___ Passage shown

On November 13, the platform of student organizations – the Chhatra Chhatri Sanhati Mancha held a torchlight procession from the Jadavpur University campus to Gole Park at 6 pm. En route they blockaded the road for some time at Madhusudan Mancha – one of the venues of the Film Festival. AISA participated in this protest action. 
The entire state continues to fight in protest. The intellectuals have decided to hold a massive rally on 14th Nov and invited all to participate sans political leanings. Activists of our party and mass organisations will participate in that rally.

Protest Against the Assault on Cultural Figures in West Bengal 

In protest against the severe assault on the cultural figures, filmmakers, writers and artists who protested on the Nandigram issue, Jan Sanskriti Manch took the initiative of mobilizing writers, artists and cultural activists to sign a statement of protest addressed to the President of India. Signatories to this protest statement include Prof. Manager Pande (President JSM); Viren Dangwal (Poet); Ravikiran Jain, President PUCL U.P.; Prof Lal Bahadur Verma, historian and editor of Itihasbodh; Prof. Anita Gopesh, Botany Deptt. Allahabad University; Prof Rajendra Kr, Critic and State President Jan Sanskriti Manch UP; Ajay Singh, senior journalist and ex General Secretary JSM; Dr. Brijbihari, General Secretary PUHR UP; Pranay Krishna, General Secretary JSM; Yash Malviya (poet); Anshu Malviya (poet); Suryanarayan Singh, Assistant Prof. Hindi Deptt AU; Vivek Kumar Tiwari, Asst Prof, Physics Deptt, AU; Manoj Mishra, sub editor, Amar Ujala, Allahabad; and Manoj Kr. Singh, President, PUHR, UP.

______

* _Exercise task 1_:
In the report on the West Bengal protests, to whom was the Jan Sanskriti Manch protest statement addressed?
* _Exercise task 2_:
Using the report on the West Bengal protests, explain why Jan Sanskriti Manch mobilized writers, artists and cultural activists to sign a statement.
* _Exercise task 3_:
Pick up the report on the West Bengal protests after its last sentence and write what comes next.

___ Provided data

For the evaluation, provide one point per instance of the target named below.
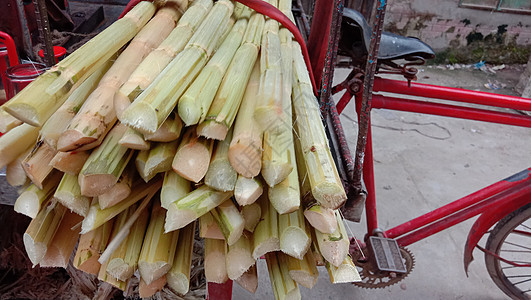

______

* _Final result 1_:
The President of India.

* _Final result 2_:
Jan Sanskriti Manch acted in protest against the severe assault on cultural figures, filmmakers, writers and artists who had protested on the Nandigram issue. It gathered signatures on a protest statement addressed to the President of India.

* _Final result 3_:
Protest in Delhi against Events in Nandigram
 Students, academicians, journalists, lawyers, artists and other intellectuals came together in Delhi’s Connaught Place area on 12 November 2007, in a protest called by Forum for Democratic Initiatives, to protest against the attack by the CPI(M) in Nandigram.
The protest held outside the Bengal Government’s office in New Delhi, called for an immediate end to the forcible take-over of people’s land in Nandigram and ending the terror unleashed on the people of Nandigram in the “recapture” of land by antisocial elements and CPI(M) cadres under police patronage. Demands were made for immediately opening the Nandigram area to media, journalists and fact-finding teams, a high level-impartial inquiry into the events in Nandigram and fixing responsibility on the culprits behind the killings and criminal assaults, suspension of the DM and SP of the area while the inquiry is being conducted and framing of murder charges against the police men, anti socials and CPI(M) cadre named by the people during the inquiry.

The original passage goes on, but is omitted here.